**INSTRUCTIONS TO FOLLOW**:
The passage on abortion below names the requirements for life that it says the unborn meets. List each one.

In fact, the human genetic DNA of the new cell is unique, unlike any other in existence. It is human DNA that is different from both mother and father. Therefore, an abortion involves much more than just a woman and her body–it most certainly affects another human life. Science also proves that after just 22 days, a cardiovascular system has begun to form, and the child can circulate his own blood and has his own heartbeat. The unborn meets the requirements for life: cellular reproduction, metabolism, reaction to stimuli, and growth. The presence of growth is a good indicator of life, as both born and unborn organisms continue to grow; if they did not, they would be dead. Science proves to us that legitimate human life in the womb begins at the moment of conception and supports the argument that abortion compromises the human rights of both parties involved.
Clearly, there are two main sides in the abortion debate: pro-life (anti-abortion), and pro-choice (advocating legal abortion). Pro-choice individuals often argue that it should be a woman’s choice to have an abortion or not, that her privacy is her right, and decisions like abortion are intimate. While these contentions may have some merit, in the end, abortion can be simplified to a moral dilemma. With the extensive scientific knowledge about abortion, and what is really occurring, how can one still morally undergo this procedure? Despite whether or not a woman exercises the right to her fertility, and if the decision was made in private, what makes it an okay decision? It only appears to support women’s rights and is the terminating of a precious life. The pro-choice camp promotes abortion insofar as it doesn’t oppose it. The pro-life position is the one that stands for women, their unborn children, and is based on the concept that all life is precious.

**DATA**:
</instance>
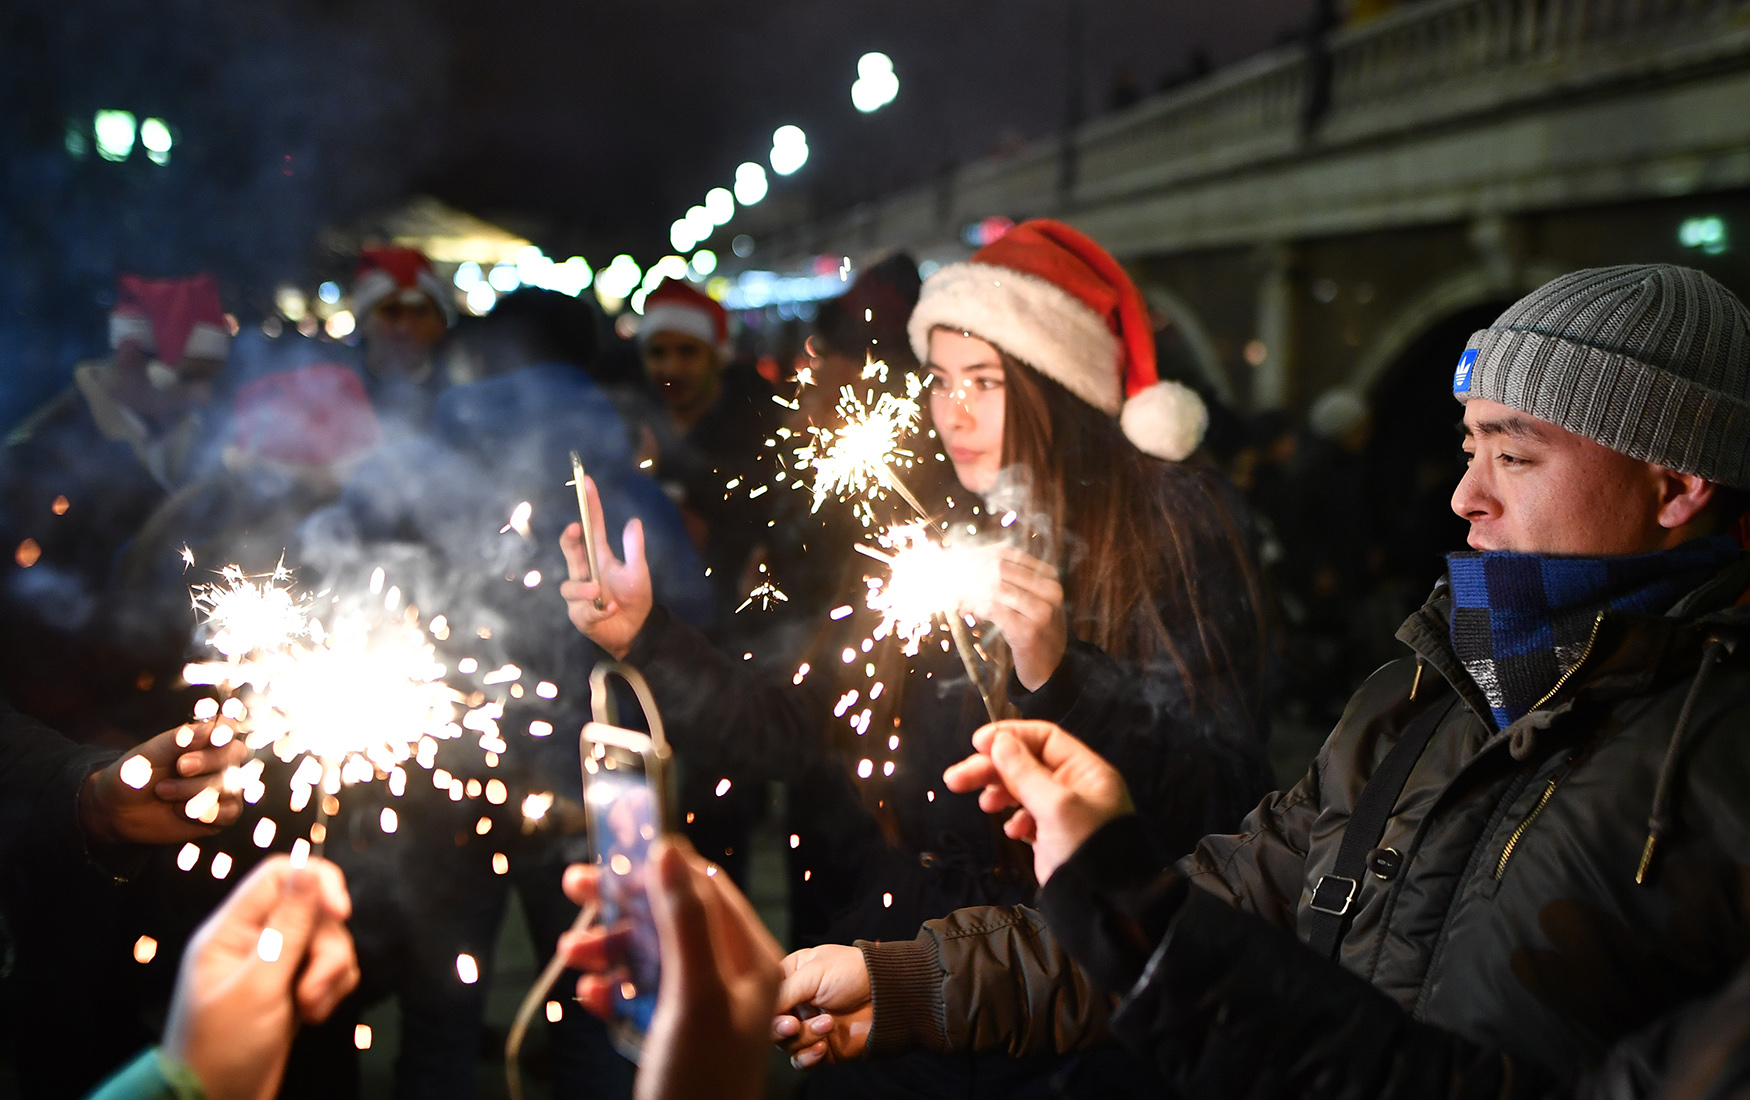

**SOLUTION FOR THIS PROBLEM**:
- cellular reproduction
- metabolism
- reaction to stimuli
- growth